** Opening Data listing block **

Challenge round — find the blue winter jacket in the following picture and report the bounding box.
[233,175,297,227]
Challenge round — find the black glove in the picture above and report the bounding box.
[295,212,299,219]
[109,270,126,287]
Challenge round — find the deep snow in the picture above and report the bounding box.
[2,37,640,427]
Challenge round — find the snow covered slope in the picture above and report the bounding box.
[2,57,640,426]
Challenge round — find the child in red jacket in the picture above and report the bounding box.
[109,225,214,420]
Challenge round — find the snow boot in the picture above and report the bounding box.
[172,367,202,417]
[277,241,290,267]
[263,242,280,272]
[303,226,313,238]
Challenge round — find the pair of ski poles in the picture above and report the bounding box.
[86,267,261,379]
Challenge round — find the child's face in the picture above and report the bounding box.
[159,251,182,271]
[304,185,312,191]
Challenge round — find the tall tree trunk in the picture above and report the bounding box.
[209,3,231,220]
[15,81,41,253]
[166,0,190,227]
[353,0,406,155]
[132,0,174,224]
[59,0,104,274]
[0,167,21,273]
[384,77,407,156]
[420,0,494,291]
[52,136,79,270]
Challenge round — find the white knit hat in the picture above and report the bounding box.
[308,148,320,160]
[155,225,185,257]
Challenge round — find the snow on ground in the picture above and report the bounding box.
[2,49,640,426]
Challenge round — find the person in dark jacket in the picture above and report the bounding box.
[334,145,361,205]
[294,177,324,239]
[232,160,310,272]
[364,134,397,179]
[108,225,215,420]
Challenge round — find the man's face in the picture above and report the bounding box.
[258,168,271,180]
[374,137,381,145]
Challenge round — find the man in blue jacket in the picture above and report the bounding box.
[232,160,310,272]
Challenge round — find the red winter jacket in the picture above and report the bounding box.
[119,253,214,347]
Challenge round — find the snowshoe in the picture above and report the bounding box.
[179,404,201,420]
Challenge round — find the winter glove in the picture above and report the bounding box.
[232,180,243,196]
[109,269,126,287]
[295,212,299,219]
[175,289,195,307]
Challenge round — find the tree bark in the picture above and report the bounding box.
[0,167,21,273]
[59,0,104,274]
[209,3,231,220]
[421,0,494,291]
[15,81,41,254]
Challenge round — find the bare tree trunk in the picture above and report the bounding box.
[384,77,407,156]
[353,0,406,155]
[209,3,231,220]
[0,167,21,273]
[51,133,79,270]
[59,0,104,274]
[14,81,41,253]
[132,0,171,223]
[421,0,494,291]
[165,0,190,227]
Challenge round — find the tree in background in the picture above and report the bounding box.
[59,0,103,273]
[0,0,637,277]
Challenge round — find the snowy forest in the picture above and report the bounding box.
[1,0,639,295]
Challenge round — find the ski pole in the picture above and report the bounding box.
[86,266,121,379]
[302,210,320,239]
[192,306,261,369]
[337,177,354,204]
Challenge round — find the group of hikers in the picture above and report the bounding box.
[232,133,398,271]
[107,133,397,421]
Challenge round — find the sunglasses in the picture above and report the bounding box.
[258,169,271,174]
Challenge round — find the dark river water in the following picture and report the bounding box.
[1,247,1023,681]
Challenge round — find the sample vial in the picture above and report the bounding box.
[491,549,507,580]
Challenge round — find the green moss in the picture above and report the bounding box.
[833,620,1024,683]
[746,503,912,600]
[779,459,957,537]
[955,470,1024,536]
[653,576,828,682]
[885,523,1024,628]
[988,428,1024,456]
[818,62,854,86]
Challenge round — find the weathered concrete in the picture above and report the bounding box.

** Closing Data listing block **

■ The problem: Please copy every line of the material exactly.

■ Task output:
Challenge round — find the blue winter jacket in the following picture and report the bounding box.
[233,175,297,227]
Challenge round — find the black glove in the picture above and report the bounding box.
[295,212,299,219]
[109,270,126,287]
Challenge round — find the deep snow in the picture above and report the bounding box.
[2,37,640,427]
Challenge round — find the snow covered slope in the picture above and report the bounding box.
[2,57,640,426]
Challenge round — find the child in red jacket in the picture above and report the bounding box.
[109,225,214,420]
Challenge round — find the snow boot in the picture above and report the bounding box.
[172,367,202,417]
[277,241,290,267]
[263,242,280,272]
[303,226,313,238]
Challenge round — find the pair of ski poles in the picture above and report the bounding box.
[86,267,261,379]
Challenge round — find the child's face in the picture above and report the bounding box.
[159,251,182,271]
[304,185,312,191]
Challenge round — find the tall tree trunk in the picture above and report the bounding box.
[209,3,231,220]
[15,81,41,253]
[166,0,190,227]
[353,0,406,155]
[132,0,174,224]
[59,0,104,274]
[0,167,21,273]
[384,77,407,156]
[420,0,494,291]
[52,136,79,270]
Challenge round — find the white knit hat in the picture above and report the bounding box.
[308,148,320,160]
[155,225,185,257]
Challenge round — find the snow on ground in the picture above and report the bounding box.
[2,49,640,426]
Challenge round — find the person in dark jacket in the picture above and report the bounding box.
[334,145,361,205]
[294,177,324,239]
[232,160,310,272]
[364,134,397,179]
[108,225,215,420]
Challenge round — find the man's face in the picture above and report the bounding box.
[258,168,271,180]
[374,137,381,145]
Challenge round — find the man in blue jacket in the picture above and report the bounding box.
[232,160,310,272]
Challenge round — find the red winter jacket in the picture above and report the bounding box.
[119,253,214,347]
Challenge round — find the snowshoe in the picture above and report the bounding box.
[179,404,201,420]
Challenge round — find the winter glove in the picture above and report the bounding box.
[232,180,243,196]
[109,269,126,287]
[295,212,299,219]
[175,289,195,307]
Challenge round — find the tree bark in the picture above and report the bounding box.
[0,167,21,273]
[59,0,104,274]
[209,3,231,220]
[421,0,494,291]
[15,81,41,254]
Challenge round — find the bare tree trunk in the picture above and report the bounding box.
[384,77,407,156]
[353,0,406,155]
[209,3,231,220]
[0,167,21,273]
[51,133,79,270]
[59,0,104,274]
[14,81,41,253]
[132,0,171,223]
[421,0,494,291]
[165,0,190,227]
Challenge round — find the tree in background in the picture above and report the bounding box.
[59,0,103,273]
[0,0,637,277]
Challenge round — find the snowy forest in the picture above and report the bounding box.
[1,0,639,295]
Challenge round — find the ski pole in the picture above and report the bounding box.
[86,266,121,379]
[302,210,320,239]
[192,306,261,369]
[337,177,354,204]
Challenge round — find the group of hikers in the picture above and report the bounding box.
[232,133,398,271]
[107,133,397,421]
Challenge round — find the sunglasses in the picture above and report the bounding box.
[258,169,271,174]
Challenge round — find the dark river water in the following picture and report the bounding box.
[1,247,1023,681]
Challenge round — find the sample vial in the picture above and report the bounding box.
[491,549,507,580]
Challenge round — find the green moss in the picture above and report the bounding box.
[833,620,1024,683]
[746,503,912,600]
[779,459,957,537]
[955,470,1024,536]
[653,576,828,682]
[885,523,1024,628]
[988,428,1024,456]
[818,62,854,86]
Challenge round — find the weathered concrete in the picture above and report the bounding box.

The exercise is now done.